>> Begin

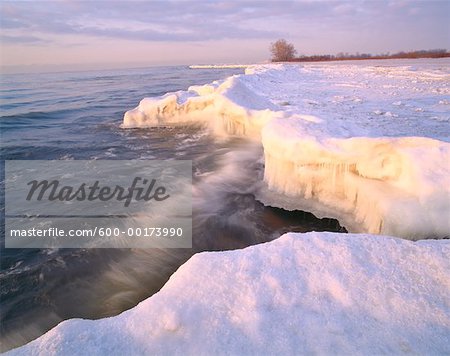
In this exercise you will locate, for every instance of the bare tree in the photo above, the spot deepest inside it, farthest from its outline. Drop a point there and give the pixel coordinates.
(282, 51)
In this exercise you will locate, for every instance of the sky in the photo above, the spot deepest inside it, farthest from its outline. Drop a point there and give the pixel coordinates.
(64, 34)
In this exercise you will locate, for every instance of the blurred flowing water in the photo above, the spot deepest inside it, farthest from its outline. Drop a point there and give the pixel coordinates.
(77, 115)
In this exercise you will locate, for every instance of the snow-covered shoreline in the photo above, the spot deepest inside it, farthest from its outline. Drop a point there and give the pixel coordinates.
(366, 144)
(313, 293)
(340, 140)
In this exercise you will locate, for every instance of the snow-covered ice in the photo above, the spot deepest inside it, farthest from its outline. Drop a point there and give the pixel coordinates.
(313, 293)
(365, 142)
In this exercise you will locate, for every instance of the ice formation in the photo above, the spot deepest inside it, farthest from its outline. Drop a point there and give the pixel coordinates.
(365, 143)
(313, 293)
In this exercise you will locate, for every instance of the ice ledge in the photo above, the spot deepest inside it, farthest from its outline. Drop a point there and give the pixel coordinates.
(320, 160)
(314, 293)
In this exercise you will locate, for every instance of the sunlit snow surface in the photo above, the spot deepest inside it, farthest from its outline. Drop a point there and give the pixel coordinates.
(313, 293)
(365, 142)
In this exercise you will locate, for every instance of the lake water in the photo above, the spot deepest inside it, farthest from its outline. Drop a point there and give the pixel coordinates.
(77, 115)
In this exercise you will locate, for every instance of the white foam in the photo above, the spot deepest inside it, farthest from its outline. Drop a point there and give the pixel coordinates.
(339, 157)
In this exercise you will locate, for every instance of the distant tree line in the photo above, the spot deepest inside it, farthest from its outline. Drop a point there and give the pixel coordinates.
(282, 51)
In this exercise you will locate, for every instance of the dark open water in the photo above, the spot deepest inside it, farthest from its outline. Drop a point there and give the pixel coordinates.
(77, 115)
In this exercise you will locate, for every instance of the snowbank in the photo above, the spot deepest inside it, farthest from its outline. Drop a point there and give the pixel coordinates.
(364, 143)
(300, 294)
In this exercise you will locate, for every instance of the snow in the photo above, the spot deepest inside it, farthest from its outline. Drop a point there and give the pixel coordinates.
(365, 142)
(313, 293)
(218, 66)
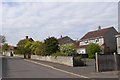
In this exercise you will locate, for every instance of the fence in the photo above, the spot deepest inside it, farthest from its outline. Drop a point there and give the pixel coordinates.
(107, 62)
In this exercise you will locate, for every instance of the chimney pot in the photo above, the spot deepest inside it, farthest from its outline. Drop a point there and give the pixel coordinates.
(26, 37)
(61, 36)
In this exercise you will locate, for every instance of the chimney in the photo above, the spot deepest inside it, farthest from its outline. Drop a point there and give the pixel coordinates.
(61, 36)
(26, 37)
(99, 27)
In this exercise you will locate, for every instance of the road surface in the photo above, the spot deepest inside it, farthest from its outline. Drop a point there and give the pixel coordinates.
(20, 68)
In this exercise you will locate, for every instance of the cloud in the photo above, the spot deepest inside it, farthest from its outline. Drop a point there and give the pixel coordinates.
(43, 19)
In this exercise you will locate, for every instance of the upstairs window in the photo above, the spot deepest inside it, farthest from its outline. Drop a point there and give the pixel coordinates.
(86, 42)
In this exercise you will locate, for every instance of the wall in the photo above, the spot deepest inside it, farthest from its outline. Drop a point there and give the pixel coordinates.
(110, 40)
(59, 59)
(81, 51)
(100, 41)
(107, 62)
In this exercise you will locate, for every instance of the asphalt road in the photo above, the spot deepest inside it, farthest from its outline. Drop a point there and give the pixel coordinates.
(19, 68)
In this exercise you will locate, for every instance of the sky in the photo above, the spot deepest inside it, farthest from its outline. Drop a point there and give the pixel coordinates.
(40, 20)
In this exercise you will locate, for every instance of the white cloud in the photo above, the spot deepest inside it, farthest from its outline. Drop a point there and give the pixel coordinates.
(40, 20)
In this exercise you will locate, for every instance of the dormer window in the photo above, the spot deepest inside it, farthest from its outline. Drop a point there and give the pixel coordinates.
(97, 40)
(86, 41)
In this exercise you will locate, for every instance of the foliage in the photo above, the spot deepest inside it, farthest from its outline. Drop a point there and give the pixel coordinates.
(68, 49)
(92, 49)
(22, 47)
(51, 45)
(59, 54)
(27, 46)
(37, 48)
(5, 47)
(2, 39)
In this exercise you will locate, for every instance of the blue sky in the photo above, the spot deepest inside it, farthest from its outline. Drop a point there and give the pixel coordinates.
(42, 19)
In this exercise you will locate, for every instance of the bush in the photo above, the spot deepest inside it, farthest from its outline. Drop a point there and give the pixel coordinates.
(68, 49)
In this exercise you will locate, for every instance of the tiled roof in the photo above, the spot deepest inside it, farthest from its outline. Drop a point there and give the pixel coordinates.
(82, 46)
(97, 33)
(65, 40)
(10, 47)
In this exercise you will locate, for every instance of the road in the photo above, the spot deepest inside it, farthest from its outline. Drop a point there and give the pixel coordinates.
(20, 68)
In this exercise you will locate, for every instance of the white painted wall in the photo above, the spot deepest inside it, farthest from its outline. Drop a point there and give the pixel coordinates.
(81, 51)
(99, 42)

>> End

## Directions for this task
Starting at the line that contains "the white painted" and ending at the last line of the entries above, rewrite every line in full, adding 7 to each pixel coordinate in the answers and leaving everything else unchanged.

## Response to the task
In this exercise you will locate, for every instance of the white painted wall in the photo above, the spot deepest inside it, farthest from its outline. Drop a point there and give the pixel coordinates.
(88, 58)
(106, 49)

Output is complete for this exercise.